TEXT EXTRACT:
^^^^^^^^^^^^^^^^

Mind you, there is NO protocol documentation, so I had to reverse engineer it. This protocol is custom so Wireshark wasn't a ton of help - just generic TCP packets with "Data". I set a breakpoint in the "receive data" routine and then stepped through as each packet came in
Each time a packet was received I copied the buffer contents to a text file, then stepped through the client code to see what code paths it followed for that packet, and labeled each one in turn until I understood the connect and sync procedure.
After the TCP handshake, the initial conversation goes:
Each packet begins with a header structure consisting of a "magic number", 0x53 or "S", then an 'opcode' telling the client what to do, and the rest is data unique to that opcode. As you can see above, the first three packets begin with 0x53, but the fourth - which causes the error - begins with 0x80.
I should note, these are dumps of the raw output of the recv() routine. This is what the client put in the buffer the first, second, third and fourth times it tried to read one complete server instruction from the TCP stream. This is not what was sent on the wire - matching these up with the packets in Wireshark was really tough, so I gave up on it and just stared at the dumps for a bit.
I learned elsewhere in the source that the status of each joypad is packed in 4 bytes with, I believe, each bit representing the state of up, down, left, right, A B X Y L R, select, start and I think a little more for mouse, light gun etc. So the joypad update packet length is 4 bytes for each joypad in use. NP_MAX_CLIENTS, the constant set in the source representing the max players supported by snes9x, is 8, so the length of data for all eight possible joypads is 4 * 8 bytes.
After banging my head against this for eight hours, I finally put my nose to the grindstone and figured out how to relate the packets in Wireshark to what I was getting in the app. What I realized after I did this - and you may have as well, if you looked hard at the pictures above - is that the fourth packet shows two of the same pattern: 0x80 followed by 0x00s, exactly what you see in the last packet that contains a proper header.

^^^^^^^^^^^^^^^^

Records

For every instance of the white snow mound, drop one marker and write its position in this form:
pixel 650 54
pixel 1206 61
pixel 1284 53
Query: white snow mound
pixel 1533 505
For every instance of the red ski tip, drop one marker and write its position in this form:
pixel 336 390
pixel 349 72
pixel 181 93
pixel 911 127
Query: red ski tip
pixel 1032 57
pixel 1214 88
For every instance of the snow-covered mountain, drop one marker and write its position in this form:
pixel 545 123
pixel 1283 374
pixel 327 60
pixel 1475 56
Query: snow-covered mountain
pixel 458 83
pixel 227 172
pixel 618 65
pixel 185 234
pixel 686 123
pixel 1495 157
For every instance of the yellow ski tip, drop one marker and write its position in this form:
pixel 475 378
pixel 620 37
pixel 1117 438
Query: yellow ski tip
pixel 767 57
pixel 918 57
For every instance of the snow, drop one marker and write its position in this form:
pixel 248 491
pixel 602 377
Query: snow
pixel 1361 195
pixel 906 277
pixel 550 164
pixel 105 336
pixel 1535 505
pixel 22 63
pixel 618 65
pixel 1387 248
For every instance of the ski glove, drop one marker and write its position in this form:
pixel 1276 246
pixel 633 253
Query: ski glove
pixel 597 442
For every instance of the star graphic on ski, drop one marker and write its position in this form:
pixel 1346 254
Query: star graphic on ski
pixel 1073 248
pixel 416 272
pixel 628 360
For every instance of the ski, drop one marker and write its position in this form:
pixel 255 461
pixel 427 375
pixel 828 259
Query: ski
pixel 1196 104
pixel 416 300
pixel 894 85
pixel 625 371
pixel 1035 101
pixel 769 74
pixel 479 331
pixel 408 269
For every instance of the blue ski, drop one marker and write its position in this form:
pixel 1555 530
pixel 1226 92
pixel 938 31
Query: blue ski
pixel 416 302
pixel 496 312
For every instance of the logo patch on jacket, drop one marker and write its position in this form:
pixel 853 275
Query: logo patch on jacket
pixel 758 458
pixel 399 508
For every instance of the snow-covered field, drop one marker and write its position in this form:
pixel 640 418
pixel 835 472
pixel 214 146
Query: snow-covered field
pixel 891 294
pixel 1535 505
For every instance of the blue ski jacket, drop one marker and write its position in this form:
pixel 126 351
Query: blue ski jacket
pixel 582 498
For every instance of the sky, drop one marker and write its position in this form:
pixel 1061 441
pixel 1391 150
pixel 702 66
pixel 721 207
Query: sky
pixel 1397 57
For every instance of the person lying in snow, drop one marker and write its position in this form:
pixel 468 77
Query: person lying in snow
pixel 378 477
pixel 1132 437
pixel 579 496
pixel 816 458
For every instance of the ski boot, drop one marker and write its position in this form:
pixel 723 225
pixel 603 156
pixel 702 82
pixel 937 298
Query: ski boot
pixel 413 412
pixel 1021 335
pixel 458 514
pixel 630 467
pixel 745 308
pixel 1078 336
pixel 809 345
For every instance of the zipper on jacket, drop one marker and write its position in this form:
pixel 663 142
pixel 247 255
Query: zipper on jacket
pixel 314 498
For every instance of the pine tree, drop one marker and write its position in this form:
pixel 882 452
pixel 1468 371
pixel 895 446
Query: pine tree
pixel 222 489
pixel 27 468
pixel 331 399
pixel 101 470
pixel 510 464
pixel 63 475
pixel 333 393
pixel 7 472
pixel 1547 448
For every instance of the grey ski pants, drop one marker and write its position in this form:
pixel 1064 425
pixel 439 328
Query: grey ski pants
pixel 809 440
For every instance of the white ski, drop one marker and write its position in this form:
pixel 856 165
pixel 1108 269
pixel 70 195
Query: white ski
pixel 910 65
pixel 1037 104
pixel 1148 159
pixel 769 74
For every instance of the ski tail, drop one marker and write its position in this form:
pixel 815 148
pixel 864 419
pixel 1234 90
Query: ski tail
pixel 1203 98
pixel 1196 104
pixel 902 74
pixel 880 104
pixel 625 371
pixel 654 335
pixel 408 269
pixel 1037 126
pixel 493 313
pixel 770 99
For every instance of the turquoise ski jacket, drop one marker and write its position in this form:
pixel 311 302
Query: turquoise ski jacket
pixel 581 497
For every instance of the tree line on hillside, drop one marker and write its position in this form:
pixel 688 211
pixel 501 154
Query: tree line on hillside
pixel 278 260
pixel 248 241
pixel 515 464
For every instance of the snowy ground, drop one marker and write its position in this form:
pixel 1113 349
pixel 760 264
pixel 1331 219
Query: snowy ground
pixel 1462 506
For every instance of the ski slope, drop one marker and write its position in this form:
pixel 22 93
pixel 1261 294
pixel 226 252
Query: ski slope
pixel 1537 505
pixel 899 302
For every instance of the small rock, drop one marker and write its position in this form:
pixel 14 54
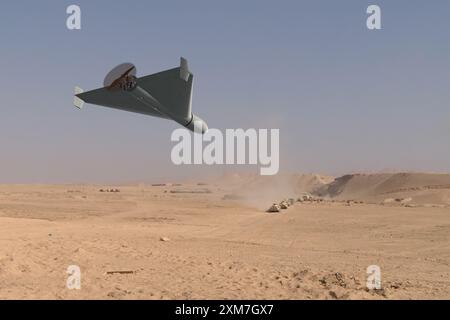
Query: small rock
pixel 274 208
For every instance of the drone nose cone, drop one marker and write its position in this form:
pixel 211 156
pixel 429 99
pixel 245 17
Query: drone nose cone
pixel 197 125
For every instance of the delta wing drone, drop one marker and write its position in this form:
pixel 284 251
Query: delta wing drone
pixel 167 94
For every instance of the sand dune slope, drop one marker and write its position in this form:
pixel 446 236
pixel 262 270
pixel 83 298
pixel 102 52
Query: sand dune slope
pixel 419 188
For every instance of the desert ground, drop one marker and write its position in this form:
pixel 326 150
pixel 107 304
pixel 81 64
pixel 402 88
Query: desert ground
pixel 215 240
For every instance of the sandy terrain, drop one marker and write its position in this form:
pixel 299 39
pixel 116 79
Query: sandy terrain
pixel 222 243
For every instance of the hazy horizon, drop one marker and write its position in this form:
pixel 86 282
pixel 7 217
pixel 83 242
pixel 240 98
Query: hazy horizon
pixel 345 99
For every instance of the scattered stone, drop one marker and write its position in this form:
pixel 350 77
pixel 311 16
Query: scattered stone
pixel 274 208
pixel 284 205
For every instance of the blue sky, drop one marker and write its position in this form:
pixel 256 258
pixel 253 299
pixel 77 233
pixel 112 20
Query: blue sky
pixel 345 99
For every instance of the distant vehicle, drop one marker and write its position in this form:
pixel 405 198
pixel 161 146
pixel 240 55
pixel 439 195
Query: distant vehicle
pixel 167 94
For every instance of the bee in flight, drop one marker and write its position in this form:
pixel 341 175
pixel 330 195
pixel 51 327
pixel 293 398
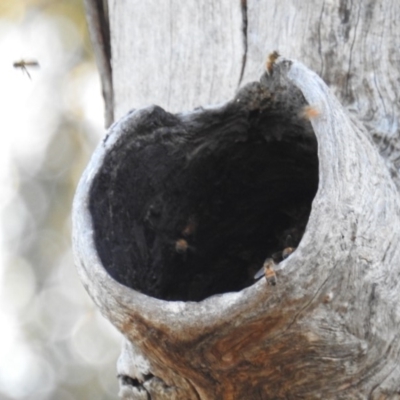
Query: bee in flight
pixel 268 271
pixel 23 65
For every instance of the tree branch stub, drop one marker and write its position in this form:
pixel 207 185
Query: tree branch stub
pixel 329 326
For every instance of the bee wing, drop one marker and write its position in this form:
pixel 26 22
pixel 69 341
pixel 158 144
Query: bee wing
pixel 259 274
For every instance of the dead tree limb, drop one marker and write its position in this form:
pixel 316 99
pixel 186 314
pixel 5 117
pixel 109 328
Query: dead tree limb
pixel 328 329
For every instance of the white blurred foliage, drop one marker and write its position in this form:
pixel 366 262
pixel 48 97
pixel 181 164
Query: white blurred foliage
pixel 54 315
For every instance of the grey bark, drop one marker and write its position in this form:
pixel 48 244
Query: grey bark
pixel 329 329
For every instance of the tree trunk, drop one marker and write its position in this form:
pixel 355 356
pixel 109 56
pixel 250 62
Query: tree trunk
pixel 176 212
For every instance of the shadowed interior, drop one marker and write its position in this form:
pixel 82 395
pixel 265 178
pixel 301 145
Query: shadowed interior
pixel 190 205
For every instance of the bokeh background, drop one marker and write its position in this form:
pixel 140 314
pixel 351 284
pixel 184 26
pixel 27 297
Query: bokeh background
pixel 53 343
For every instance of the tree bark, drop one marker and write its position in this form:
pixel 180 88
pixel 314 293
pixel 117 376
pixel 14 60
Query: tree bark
pixel 329 328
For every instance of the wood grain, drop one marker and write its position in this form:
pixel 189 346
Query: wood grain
pixel 179 55
pixel 328 330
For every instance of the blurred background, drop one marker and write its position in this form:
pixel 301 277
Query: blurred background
pixel 53 343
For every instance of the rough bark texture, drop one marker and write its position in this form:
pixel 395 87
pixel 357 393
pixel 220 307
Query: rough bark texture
pixel 329 328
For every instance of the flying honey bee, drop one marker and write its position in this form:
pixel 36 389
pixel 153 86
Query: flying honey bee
pixel 267 270
pixel 271 61
pixel 287 252
pixel 23 65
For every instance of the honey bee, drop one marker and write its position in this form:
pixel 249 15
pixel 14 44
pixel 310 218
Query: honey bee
pixel 310 112
pixel 24 64
pixel 287 252
pixel 271 61
pixel 268 271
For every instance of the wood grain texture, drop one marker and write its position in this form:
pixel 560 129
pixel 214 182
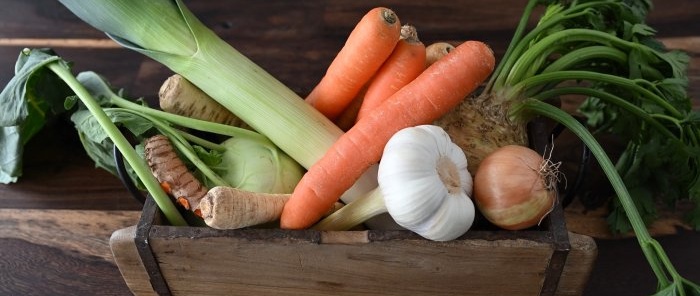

^^^^^^^^^^^^^^^^

WHAT NEEDS TO BE DONE: Repeat the protocol text word for word, from "I should note, these" to "4 * 8 bytes.". The rows have no role here.

RESPONSE FOR THIS EXERCISE:
I should note, these are dumps of the raw output of the recv() routine. This is what the client put in the buffer the first, second, third and fourth times it tried to read one complete server instruction from the TCP stream. This is not what was sent on the wire - matching these up with the packets in Wireshark was really tough, so I gave up on it and just stared at the dumps for a bit.
I learned elsewhere in the source that the status of each joypad is packed in 4 bytes with, I believe, each bit representing the state of up, down, left, right, A B X Y L R, select, start and I think a little more for mouse, light gun etc. So the joypad update packet length is 4 bytes for each joypad in use. NP_MAX_CLIENTS, the constant set in the source representing the max players supported by snes9x, is 8, so the length of data for all eight possible joypads is 4 * 8 bytes.